*** Begin section ***

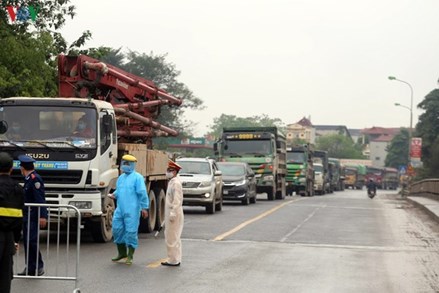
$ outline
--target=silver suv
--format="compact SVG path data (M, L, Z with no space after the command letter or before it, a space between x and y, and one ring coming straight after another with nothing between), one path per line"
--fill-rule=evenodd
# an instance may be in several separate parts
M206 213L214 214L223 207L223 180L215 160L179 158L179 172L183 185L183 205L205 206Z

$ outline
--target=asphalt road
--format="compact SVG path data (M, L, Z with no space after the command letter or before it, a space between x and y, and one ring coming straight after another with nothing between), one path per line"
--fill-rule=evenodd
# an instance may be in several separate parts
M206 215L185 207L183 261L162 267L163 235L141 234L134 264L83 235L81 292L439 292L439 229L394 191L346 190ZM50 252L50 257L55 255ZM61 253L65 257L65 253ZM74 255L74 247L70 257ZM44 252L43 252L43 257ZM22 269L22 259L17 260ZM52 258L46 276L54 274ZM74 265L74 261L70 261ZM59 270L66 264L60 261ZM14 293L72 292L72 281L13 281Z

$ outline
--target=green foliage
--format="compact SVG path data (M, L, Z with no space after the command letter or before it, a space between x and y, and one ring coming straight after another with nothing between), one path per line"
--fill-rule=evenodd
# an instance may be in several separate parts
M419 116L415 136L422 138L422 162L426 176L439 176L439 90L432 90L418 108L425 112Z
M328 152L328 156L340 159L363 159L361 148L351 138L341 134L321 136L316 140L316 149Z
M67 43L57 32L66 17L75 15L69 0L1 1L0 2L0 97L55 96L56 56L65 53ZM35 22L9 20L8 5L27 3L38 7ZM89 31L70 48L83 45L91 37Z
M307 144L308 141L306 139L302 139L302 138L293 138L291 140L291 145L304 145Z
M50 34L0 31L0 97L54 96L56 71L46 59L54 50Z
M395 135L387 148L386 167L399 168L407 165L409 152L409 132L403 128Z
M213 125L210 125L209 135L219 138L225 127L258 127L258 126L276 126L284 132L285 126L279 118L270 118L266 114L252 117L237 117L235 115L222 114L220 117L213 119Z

*** End section ***

The entries above must be restated exactly in the answer, and the pictures left out.

**EXERCISE SOLUTION:**
$ outline
--target=silver suv
--format="compact SVG path data (M, L, Z with no space after the command letter or before it, a space between x and y, and one ring coming straight after another with nothing between), one path per line"
--fill-rule=evenodd
# an instance may be in several separate parts
M206 213L214 214L223 207L223 180L215 160L179 158L179 172L183 185L183 205L205 206Z

$ outline
--target=asphalt road
--format="compact SVG path data (M, L, Z with no space after the command letter or before it, a space between x and y, and one ring coming straight after another with nothing between), one path per line"
--fill-rule=evenodd
# an instance may be in several separate parts
M206 215L185 207L183 261L162 267L163 235L141 234L134 264L83 235L81 292L439 292L439 229L394 191L346 190ZM50 252L50 257L55 255ZM61 253L65 257L65 253ZM74 255L74 247L70 257ZM44 252L43 252L43 257ZM22 269L22 259L17 260ZM52 258L46 276L54 274ZM74 265L74 261L70 261ZM59 270L66 264L60 261ZM14 293L72 292L72 281L13 281Z

$ outline
--target=green foliage
--format="compact SVG path data (M, L, Z with no space after the command letter or before it, a space between x and y, and one ring coming straight after another with nothing between), one path per line"
--fill-rule=evenodd
# an instance may be in several separate parts
M419 116L415 136L422 138L422 162L426 176L439 176L439 90L432 90L418 108L425 112Z
M328 152L328 156L340 159L363 159L361 148L351 138L341 134L321 136L316 140L316 149Z
M67 43L57 32L66 17L75 15L69 0L1 1L0 2L0 97L55 96L56 56L65 53ZM35 22L9 20L8 5L27 3L38 7ZM89 31L70 48L83 45L91 37Z
M307 144L308 141L306 139L302 139L302 138L293 138L291 140L291 145L304 145Z
M50 34L0 31L0 97L54 96L56 71L46 59L54 50Z
M395 135L387 148L386 167L399 168L407 165L409 152L409 132L403 128Z
M213 125L210 125L209 135L219 138L225 127L258 127L258 126L276 126L284 132L285 126L279 118L270 118L266 114L252 117L237 117L235 115L222 114L220 117L213 119Z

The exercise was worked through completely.